_ACTIVITY_.
Would you retype the whole listing exactly, leaving its pictures out?

_DATASET CONTENT_.
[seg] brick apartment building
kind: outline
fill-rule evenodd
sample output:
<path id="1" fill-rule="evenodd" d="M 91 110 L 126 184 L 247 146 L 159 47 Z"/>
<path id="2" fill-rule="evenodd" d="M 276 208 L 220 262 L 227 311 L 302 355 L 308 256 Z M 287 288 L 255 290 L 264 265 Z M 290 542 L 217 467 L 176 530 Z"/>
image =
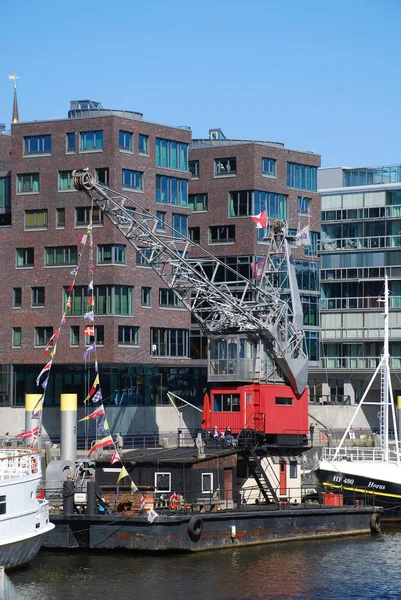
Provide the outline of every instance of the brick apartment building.
<path id="1" fill-rule="evenodd" d="M 266 253 L 249 217 L 267 210 L 271 218 L 288 220 L 295 233 L 309 212 L 312 246 L 294 248 L 294 258 L 309 356 L 317 364 L 320 157 L 279 143 L 226 140 L 220 130 L 189 146 L 190 130 L 146 122 L 140 113 L 106 110 L 91 101 L 71 102 L 70 108 L 66 119 L 16 123 L 11 134 L 0 132 L 1 406 L 22 407 L 26 393 L 40 392 L 35 380 L 65 309 L 90 218 L 87 196 L 72 186 L 76 168 L 88 167 L 98 181 L 189 232 L 249 278 L 251 263 Z M 166 391 L 201 404 L 205 340 L 96 207 L 92 222 L 94 271 L 83 260 L 46 391 L 45 427 L 58 431 L 61 393 L 76 392 L 82 405 L 92 383 L 83 360 L 92 341 L 83 331 L 92 276 L 99 372 L 112 431 L 173 429 L 177 422 Z M 197 413 L 186 414 L 188 426 L 198 421 Z"/>
<path id="2" fill-rule="evenodd" d="M 320 196 L 317 168 L 320 156 L 288 150 L 281 143 L 226 139 L 220 129 L 207 139 L 193 140 L 189 150 L 190 237 L 252 278 L 251 263 L 266 255 L 264 230 L 250 218 L 266 210 L 271 219 L 288 221 L 296 233 L 310 218 L 311 247 L 293 248 L 304 312 L 309 360 L 319 360 L 319 260 Z M 204 344 L 193 329 L 197 354 Z M 192 358 L 196 358 L 193 354 Z"/>
<path id="3" fill-rule="evenodd" d="M 65 309 L 91 211 L 87 196 L 73 188 L 73 169 L 88 167 L 98 181 L 186 233 L 190 141 L 187 129 L 89 101 L 72 102 L 67 119 L 13 124 L 11 135 L 0 136 L 0 185 L 11 191 L 10 202 L 0 206 L 3 406 L 23 406 L 26 393 L 40 392 L 35 380 L 48 360 L 44 349 Z M 71 391 L 82 401 L 92 383 L 83 361 L 93 341 L 84 335 L 83 319 L 92 277 L 105 403 L 153 407 L 153 417 L 148 411 L 138 429 L 154 430 L 155 407 L 168 402 L 168 389 L 202 399 L 205 369 L 190 367 L 188 358 L 190 315 L 96 207 L 92 221 L 94 271 L 83 258 L 46 404 L 57 406 L 60 393 Z"/>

_ANSWER SECTION_.
[seg] brick apartment building
kind: outline
fill-rule evenodd
sample output:
<path id="1" fill-rule="evenodd" d="M 91 110 L 126 184 L 247 146 L 159 47 Z"/>
<path id="2" fill-rule="evenodd" d="M 276 208 L 220 262 L 227 311 L 302 355 L 308 256 Z M 287 288 L 255 290 L 264 265 Z M 290 542 L 217 467 L 176 530 Z"/>
image =
Provide the outline of every instance of the brick apartment building.
<path id="1" fill-rule="evenodd" d="M 266 253 L 249 217 L 267 210 L 271 218 L 288 220 L 295 233 L 309 212 L 312 246 L 294 248 L 294 258 L 309 356 L 317 364 L 320 157 L 279 143 L 226 140 L 220 130 L 189 146 L 190 130 L 146 122 L 140 113 L 106 110 L 91 101 L 71 102 L 70 108 L 66 119 L 16 123 L 11 134 L 0 132 L 1 406 L 22 407 L 26 393 L 40 392 L 35 380 L 65 309 L 90 218 L 87 196 L 72 186 L 76 168 L 88 167 L 98 181 L 189 232 L 249 278 L 251 263 Z M 166 391 L 201 404 L 205 340 L 96 207 L 92 222 L 94 271 L 83 260 L 46 391 L 45 427 L 58 431 L 61 393 L 76 392 L 82 405 L 92 383 L 83 360 L 92 341 L 83 331 L 92 276 L 99 372 L 112 431 L 173 429 L 177 422 Z M 197 413 L 186 414 L 188 426 L 198 421 Z"/>
<path id="2" fill-rule="evenodd" d="M 320 196 L 317 168 L 320 156 L 288 150 L 281 143 L 226 139 L 220 129 L 207 139 L 193 140 L 189 150 L 190 237 L 252 278 L 251 263 L 266 255 L 264 230 L 250 218 L 266 210 L 271 219 L 288 221 L 296 233 L 310 218 L 311 247 L 293 248 L 304 312 L 309 360 L 319 360 L 319 260 Z M 204 344 L 193 329 L 197 354 Z M 192 358 L 196 358 L 193 354 Z"/>
<path id="3" fill-rule="evenodd" d="M 65 309 L 91 211 L 87 196 L 73 188 L 73 169 L 88 167 L 98 181 L 186 233 L 190 141 L 187 129 L 89 101 L 72 102 L 67 119 L 13 124 L 11 135 L 0 136 L 0 185 L 11 191 L 10 202 L 0 206 L 3 406 L 23 406 L 26 393 L 40 392 L 35 380 L 48 360 L 44 349 Z M 71 391 L 82 401 L 92 383 L 83 361 L 93 341 L 84 335 L 83 319 L 92 277 L 105 403 L 153 407 L 153 417 L 148 411 L 138 429 L 154 430 L 155 407 L 168 402 L 168 389 L 202 399 L 205 369 L 190 367 L 188 358 L 190 315 L 96 207 L 92 221 L 94 271 L 83 258 L 46 404 L 57 406 L 60 393 Z"/>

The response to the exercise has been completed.